[What is being asked]:
Collect each line of the records containing the string "gravel".

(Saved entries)
[Start of section]

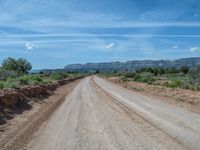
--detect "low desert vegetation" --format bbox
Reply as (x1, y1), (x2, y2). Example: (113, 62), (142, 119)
(100, 66), (200, 91)
(0, 57), (83, 89)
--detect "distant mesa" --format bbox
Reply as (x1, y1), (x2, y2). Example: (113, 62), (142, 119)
(64, 57), (200, 72)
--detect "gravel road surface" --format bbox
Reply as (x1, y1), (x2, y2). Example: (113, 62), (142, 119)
(25, 76), (200, 150)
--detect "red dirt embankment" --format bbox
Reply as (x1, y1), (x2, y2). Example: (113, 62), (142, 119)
(0, 76), (83, 125)
(0, 77), (82, 107)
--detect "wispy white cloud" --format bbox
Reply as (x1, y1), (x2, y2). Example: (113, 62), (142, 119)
(25, 42), (38, 50)
(17, 21), (200, 30)
(189, 46), (199, 52)
(2, 33), (200, 38)
(172, 45), (178, 49)
(193, 13), (198, 17)
(0, 39), (101, 45)
(105, 43), (115, 49)
(0, 30), (8, 34)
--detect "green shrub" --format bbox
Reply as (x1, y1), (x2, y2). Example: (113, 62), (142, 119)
(124, 72), (135, 78)
(133, 74), (141, 81)
(175, 80), (182, 86)
(196, 86), (200, 91)
(19, 77), (29, 85)
(3, 81), (18, 88)
(17, 74), (44, 85)
(0, 82), (5, 89)
(32, 80), (40, 85)
(180, 66), (189, 74)
(131, 86), (144, 91)
(163, 80), (182, 88)
(182, 83), (189, 89)
(32, 75), (43, 82)
(133, 72), (155, 84)
(42, 79), (52, 84)
(9, 83), (17, 88)
(50, 73), (63, 80)
(121, 76), (128, 82)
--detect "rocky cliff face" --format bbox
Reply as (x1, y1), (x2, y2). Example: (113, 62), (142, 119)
(64, 57), (200, 71)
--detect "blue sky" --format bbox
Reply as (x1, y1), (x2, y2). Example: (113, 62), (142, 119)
(0, 0), (200, 69)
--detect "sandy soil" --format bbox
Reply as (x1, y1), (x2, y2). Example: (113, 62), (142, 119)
(23, 76), (200, 150)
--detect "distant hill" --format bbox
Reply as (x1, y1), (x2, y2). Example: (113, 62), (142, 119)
(64, 57), (200, 72)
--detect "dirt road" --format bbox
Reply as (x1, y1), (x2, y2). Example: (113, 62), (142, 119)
(25, 76), (200, 150)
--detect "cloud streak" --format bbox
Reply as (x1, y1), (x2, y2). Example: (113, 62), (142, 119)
(105, 43), (115, 49)
(2, 21), (200, 32)
(2, 34), (200, 38)
(190, 47), (199, 52)
(25, 42), (38, 50)
(172, 45), (178, 49)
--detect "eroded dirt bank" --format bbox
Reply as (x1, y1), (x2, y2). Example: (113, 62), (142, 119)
(0, 77), (83, 125)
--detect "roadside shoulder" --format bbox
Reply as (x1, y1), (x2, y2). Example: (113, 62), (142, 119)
(101, 76), (200, 115)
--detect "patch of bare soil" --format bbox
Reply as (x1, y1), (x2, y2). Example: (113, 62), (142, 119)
(107, 77), (200, 112)
(0, 79), (81, 150)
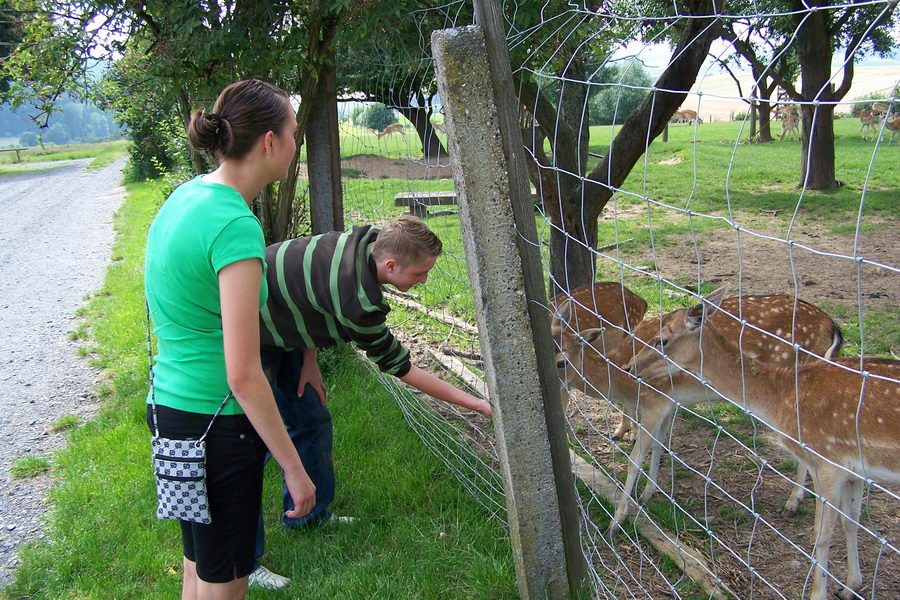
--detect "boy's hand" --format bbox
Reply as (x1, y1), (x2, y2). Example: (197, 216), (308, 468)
(473, 398), (492, 416)
(299, 354), (328, 406)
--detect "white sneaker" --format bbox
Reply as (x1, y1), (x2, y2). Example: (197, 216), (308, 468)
(326, 514), (356, 525)
(248, 565), (291, 589)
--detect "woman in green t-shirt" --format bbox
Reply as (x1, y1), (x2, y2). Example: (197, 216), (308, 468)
(145, 79), (315, 600)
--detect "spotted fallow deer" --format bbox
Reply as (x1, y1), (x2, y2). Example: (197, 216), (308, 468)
(627, 288), (899, 600)
(558, 293), (842, 530)
(780, 113), (800, 140)
(550, 283), (647, 437)
(859, 109), (884, 141)
(377, 122), (404, 138)
(884, 115), (900, 144)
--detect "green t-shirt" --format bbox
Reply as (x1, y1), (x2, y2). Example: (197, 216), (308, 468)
(145, 176), (268, 415)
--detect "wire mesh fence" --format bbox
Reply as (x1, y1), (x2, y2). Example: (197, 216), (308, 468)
(322, 1), (900, 598)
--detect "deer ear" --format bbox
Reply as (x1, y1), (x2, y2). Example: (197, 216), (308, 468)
(704, 286), (729, 309)
(556, 299), (572, 323)
(685, 287), (728, 330)
(581, 327), (605, 345)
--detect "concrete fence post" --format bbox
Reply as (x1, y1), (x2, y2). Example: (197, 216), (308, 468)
(432, 23), (587, 600)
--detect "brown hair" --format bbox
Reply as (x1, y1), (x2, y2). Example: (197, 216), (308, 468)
(188, 79), (292, 162)
(372, 215), (443, 267)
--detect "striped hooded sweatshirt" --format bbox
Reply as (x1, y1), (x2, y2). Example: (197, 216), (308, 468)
(259, 225), (412, 378)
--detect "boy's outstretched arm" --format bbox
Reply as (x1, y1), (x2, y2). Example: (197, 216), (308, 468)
(399, 365), (492, 416)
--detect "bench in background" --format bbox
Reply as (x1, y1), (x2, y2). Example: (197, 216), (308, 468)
(0, 148), (25, 163)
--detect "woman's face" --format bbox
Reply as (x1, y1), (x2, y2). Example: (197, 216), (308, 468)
(270, 102), (298, 181)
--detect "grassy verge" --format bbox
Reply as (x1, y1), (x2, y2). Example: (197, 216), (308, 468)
(4, 180), (515, 599)
(0, 140), (129, 167)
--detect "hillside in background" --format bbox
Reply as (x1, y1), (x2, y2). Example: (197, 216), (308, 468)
(0, 98), (122, 147)
(683, 65), (900, 122)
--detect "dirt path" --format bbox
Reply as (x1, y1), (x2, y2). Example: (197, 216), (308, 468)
(0, 158), (125, 583)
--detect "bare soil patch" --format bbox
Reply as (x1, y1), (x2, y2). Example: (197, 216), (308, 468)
(635, 215), (899, 311)
(298, 154), (452, 180)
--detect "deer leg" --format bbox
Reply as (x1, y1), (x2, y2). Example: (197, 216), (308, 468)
(639, 405), (676, 503)
(807, 473), (842, 600)
(782, 460), (810, 517)
(611, 404), (634, 440)
(835, 478), (865, 600)
(610, 412), (661, 531)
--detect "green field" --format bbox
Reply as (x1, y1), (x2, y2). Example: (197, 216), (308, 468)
(333, 117), (898, 356)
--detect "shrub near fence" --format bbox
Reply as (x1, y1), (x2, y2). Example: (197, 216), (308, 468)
(320, 1), (900, 599)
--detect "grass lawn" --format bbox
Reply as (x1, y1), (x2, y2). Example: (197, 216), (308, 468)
(3, 180), (515, 600)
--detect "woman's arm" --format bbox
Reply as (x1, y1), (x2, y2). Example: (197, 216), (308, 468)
(219, 258), (316, 518)
(399, 365), (492, 416)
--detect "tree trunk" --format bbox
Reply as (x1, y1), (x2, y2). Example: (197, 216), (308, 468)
(799, 102), (837, 188)
(260, 10), (341, 243)
(757, 101), (774, 143)
(175, 88), (207, 174)
(555, 1), (720, 291)
(750, 97), (757, 140)
(795, 0), (839, 189)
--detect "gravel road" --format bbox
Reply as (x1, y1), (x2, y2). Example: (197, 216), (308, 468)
(0, 158), (126, 584)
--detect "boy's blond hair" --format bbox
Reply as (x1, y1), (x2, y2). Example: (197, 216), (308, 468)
(372, 216), (443, 267)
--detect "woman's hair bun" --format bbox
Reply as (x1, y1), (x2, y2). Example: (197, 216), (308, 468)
(188, 109), (233, 156)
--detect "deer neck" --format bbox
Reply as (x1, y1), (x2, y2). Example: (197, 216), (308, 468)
(695, 327), (791, 423)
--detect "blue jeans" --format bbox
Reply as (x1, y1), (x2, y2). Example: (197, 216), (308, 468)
(254, 348), (335, 565)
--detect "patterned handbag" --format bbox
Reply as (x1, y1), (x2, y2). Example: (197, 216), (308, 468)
(146, 301), (231, 525)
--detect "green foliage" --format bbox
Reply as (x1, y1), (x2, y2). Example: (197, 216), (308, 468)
(99, 52), (194, 182)
(849, 92), (897, 117)
(587, 61), (653, 126)
(361, 103), (398, 132)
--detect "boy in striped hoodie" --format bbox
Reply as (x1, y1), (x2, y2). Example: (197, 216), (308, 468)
(250, 216), (491, 588)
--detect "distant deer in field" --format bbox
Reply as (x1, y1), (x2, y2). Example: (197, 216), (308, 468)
(377, 123), (404, 138)
(872, 101), (891, 114)
(859, 109), (884, 141)
(780, 113), (800, 140)
(883, 115), (900, 144)
(627, 288), (899, 600)
(671, 109), (699, 125)
(559, 293), (842, 529)
(549, 282), (647, 437)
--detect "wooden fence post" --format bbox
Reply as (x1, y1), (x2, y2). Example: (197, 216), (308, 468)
(432, 20), (587, 600)
(307, 49), (344, 234)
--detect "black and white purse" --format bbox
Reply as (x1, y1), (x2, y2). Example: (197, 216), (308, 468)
(146, 301), (230, 525)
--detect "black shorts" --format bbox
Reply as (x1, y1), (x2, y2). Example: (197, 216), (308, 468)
(147, 404), (266, 583)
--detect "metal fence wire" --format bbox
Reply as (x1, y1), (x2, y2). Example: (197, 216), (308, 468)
(326, 1), (900, 598)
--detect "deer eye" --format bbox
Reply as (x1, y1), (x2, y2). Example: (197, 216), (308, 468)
(654, 337), (668, 349)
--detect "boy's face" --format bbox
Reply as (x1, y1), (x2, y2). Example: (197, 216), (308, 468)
(385, 254), (438, 292)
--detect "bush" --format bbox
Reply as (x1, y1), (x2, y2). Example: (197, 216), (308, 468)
(18, 131), (38, 147)
(587, 62), (652, 126)
(360, 103), (398, 132)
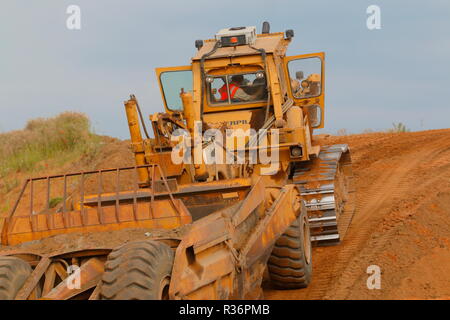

[End of section]

[Your response]:
--detect "gravel road surface" --format bbox
--detect "gravel road" --format bbox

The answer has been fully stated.